CONJUNTO DE TAREFAS:
a. Segundo o texto sobre o rio São Francisco em Pirapora, qual produto serve para curar diabete?
b. Prossiga a redação do texto sobre o rio São Francisco em Pirapora a partir de sua última frase.

TEXTO PARA ANÁLISE:
———

OS INFINITOS MARES - Eguimar Felício Chaveiro

20/07/2011 12:00

 

Sob o cheiro piscoso do São Francisco e sob a névoa seca que golpeia a estação, a nossa estada em Pirapora é aglutinada por contemplação e aprendizagem. O Velho Chico por aqui é silencioso e transbordante. O seu silêncio possui vozes de pescadores, povos indígenas, camponeses, cabaçeiras de Janaúba, como pela associação de Artesãos e pela associação Mulheres do Cerrado; e o seu transbordamento - que se dá pela rica ação simbólica de sua gente simples na fronteira do Cerrado com a caatinga - é paradoxal: a sua vazão diminuiu como cresce a luta em sua defesa. E pela sua compreensão.

A aprendizagem é uma marca da sobrevivência. A transformação do coco de catulé em bombom, juntamente com o sabão de coco de macaúba, óleo de buriti, argila medicinal, cavalinha para afecções dos rins,  extrato de guaco como broncodilatador; goma de lobeira para curar diabete; gravatá do Cerrado para organizar o intestino; e farinha de inhame se estendem na rede que envolve a economia solidária de beiradeiros, a luta da pastoral da criança, o movimento que luta contra a violência sofrida pelas mulheres.

———

DADOS FORNECIDOS:
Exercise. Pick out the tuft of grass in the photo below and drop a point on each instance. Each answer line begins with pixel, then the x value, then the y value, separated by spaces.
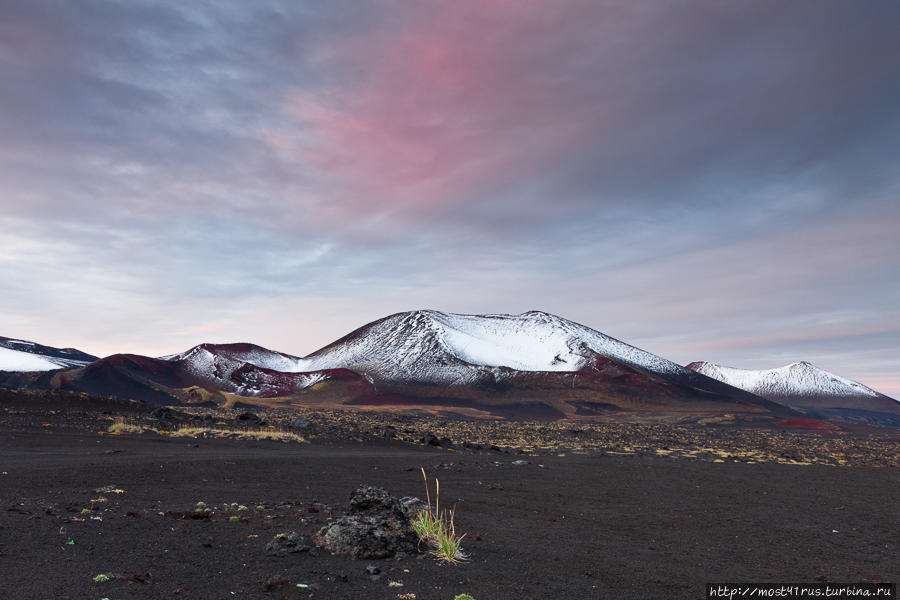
pixel 437 528
pixel 120 426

———

RESULTADOS POR TAREFA:
a. A goma de lobeira.

b.
A negritude do povo bendiz a sua simplicidade. O riso fácil e a comunicação ligeira são artefatos certos para o encontro e para o diálogo, para o acolhimento e para a esperança. Mas a contaminação do rio, o índice de toxidade, a exposição do granito do seu assoalho são, junto com o desemprego, com a pobreza, com a fome e com diversos tipos de doenças, uma ameaça renitente, uma ferida nessas águas gigantes. É como ver bêbados, mendigos e pedintes se misturarem com a gente alegre que recria coletivamente o velho Chico transformando água, símbolos e luta política num único curso: o território franciscano do norte de MInas. O que aqui se chama defesa coletiva do São Francisco inclui a aprendizagem e cooperações no trabalho com  Gergelim, plantio de linhança, proteção da saúde de pescadores. O suor derrama para a arte das correntes humanas.

Pirapora recebe bem o Velho Chico que se estende com o seu vaticínio de rio da integração nacional. Nada é muito complicado fora o clamor que todos estão convidados para compreender mais fundo a recomendação de Guimarães Rosa: o sertão é um mundo. Vida arriba, rio abaixo, água e gente, animais e plantas seguem nesse itinerário em que tudo se diferencia e em que tudo pode estar próximo. Sinto-me próximo e junto ao rio e a essa gente com quem navego rumo as infinitos mares do Brasil.